Data provided START

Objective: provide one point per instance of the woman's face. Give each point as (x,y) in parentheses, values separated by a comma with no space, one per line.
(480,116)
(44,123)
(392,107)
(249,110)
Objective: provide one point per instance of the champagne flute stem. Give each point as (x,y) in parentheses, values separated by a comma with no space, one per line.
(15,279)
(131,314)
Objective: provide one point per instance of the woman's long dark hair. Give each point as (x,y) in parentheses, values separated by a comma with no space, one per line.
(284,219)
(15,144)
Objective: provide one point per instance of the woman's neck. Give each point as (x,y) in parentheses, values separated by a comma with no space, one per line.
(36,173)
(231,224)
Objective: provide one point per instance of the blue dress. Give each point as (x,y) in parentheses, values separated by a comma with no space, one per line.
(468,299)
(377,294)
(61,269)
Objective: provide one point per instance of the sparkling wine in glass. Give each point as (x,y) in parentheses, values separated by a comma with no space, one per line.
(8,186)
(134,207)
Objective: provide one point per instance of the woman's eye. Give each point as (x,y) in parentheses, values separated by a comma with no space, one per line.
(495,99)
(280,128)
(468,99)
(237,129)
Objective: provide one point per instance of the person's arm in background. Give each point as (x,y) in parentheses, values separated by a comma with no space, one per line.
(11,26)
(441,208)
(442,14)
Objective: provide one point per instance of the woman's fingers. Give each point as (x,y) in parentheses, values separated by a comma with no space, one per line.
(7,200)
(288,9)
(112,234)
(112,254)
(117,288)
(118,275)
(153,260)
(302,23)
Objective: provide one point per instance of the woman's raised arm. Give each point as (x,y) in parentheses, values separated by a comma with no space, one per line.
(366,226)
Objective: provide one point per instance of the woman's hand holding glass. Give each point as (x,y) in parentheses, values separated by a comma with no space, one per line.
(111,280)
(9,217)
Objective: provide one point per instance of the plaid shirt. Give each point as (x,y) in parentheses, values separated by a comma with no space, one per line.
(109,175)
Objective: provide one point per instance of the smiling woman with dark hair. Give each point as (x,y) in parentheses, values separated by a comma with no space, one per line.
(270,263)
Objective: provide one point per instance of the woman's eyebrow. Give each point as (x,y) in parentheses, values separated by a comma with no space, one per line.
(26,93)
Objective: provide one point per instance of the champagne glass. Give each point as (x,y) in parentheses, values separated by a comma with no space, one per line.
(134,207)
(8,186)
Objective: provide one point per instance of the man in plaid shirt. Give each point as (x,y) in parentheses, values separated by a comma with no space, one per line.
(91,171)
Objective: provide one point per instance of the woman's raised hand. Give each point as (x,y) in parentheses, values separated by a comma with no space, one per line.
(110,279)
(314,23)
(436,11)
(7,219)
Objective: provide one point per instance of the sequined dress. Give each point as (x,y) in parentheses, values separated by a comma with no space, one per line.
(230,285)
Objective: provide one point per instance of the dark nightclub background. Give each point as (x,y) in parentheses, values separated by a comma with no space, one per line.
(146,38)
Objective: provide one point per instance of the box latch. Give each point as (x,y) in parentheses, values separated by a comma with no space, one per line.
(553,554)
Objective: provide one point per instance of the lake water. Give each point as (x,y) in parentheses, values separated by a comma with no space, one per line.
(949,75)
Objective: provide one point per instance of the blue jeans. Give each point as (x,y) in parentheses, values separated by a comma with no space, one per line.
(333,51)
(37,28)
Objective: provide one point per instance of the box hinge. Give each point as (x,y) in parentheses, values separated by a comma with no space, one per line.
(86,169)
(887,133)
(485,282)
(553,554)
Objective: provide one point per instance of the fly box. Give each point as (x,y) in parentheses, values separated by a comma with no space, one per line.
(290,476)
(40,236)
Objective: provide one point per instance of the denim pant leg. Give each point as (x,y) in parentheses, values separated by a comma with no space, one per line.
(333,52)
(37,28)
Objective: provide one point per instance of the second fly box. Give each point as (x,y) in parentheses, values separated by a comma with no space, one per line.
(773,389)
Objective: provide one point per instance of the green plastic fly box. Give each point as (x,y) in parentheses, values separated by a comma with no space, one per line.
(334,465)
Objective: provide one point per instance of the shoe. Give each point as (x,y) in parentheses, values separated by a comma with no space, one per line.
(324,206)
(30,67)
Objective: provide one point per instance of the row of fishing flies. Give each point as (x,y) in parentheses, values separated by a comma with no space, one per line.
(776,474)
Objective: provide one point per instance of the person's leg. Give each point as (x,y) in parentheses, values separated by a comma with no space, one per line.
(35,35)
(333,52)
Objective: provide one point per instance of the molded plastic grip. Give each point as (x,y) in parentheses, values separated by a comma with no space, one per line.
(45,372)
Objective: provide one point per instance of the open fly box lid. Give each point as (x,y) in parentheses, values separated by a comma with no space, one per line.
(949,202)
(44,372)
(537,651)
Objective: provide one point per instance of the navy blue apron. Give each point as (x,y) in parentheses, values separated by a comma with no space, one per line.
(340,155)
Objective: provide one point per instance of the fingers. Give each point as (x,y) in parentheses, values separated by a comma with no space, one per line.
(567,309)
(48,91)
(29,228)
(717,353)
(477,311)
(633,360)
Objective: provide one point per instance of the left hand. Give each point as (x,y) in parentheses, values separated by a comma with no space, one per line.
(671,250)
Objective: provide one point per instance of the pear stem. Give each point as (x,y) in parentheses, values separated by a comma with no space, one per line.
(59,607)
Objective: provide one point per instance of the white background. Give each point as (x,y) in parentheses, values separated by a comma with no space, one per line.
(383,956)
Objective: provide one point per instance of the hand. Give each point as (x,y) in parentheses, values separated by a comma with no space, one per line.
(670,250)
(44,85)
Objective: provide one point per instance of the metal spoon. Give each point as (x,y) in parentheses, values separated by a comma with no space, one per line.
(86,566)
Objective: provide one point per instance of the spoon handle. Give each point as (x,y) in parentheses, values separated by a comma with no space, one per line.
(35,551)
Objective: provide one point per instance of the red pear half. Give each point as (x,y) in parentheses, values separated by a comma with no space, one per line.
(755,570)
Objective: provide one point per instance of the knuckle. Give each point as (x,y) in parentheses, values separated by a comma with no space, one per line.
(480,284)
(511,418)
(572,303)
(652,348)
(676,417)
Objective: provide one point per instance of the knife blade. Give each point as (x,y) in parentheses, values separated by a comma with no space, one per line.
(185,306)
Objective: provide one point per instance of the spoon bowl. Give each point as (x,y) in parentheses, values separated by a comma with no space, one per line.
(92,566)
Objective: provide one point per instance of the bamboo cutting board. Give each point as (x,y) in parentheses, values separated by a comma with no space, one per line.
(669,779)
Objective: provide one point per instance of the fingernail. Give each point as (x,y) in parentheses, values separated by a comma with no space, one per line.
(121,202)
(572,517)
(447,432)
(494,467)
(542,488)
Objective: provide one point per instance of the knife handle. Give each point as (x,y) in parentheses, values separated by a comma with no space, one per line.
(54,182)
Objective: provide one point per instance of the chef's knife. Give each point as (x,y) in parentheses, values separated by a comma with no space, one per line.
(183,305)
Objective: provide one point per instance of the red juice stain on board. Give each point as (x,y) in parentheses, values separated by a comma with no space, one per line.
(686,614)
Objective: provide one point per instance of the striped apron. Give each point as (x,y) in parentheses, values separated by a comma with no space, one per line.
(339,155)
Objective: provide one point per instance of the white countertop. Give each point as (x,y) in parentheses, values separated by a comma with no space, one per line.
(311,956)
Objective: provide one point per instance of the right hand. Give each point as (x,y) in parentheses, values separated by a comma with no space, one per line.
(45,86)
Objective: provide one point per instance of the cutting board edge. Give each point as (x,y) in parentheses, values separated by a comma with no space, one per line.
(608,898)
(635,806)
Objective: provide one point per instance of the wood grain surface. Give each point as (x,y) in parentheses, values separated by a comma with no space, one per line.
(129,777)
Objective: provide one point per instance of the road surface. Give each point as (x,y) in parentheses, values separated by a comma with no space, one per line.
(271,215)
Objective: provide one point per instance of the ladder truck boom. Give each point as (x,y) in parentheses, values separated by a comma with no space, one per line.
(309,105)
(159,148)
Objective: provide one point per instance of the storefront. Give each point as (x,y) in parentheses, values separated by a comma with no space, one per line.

Data provided END

■ **Directions for this task**
When you reach the line containing "Objective: provide one point per instance of the wood" in the data above, retype it and each line after it through the final one, exactly as written.

■ **Solution**
Objective: provide one point per instance of the wood grain surface. Give each point as (x,y) in parentheses, values separated by a comma with no space, one per line.
(129,777)
Objective: provide one point per instance of the road surface. Give each point as (x,y) in parentheses, values separated by a comma with no space, one per line.
(271,215)
Objective: provide one point per instance of the ladder truck boom. Give each point as (x,y) in parentheses, values separated by a comma with no space, one per line.
(309,105)
(159,148)
Objective: provide one point per instance of the storefront. Give each point as (x,y) in parentheses, values separated by a comma with no space, one per line.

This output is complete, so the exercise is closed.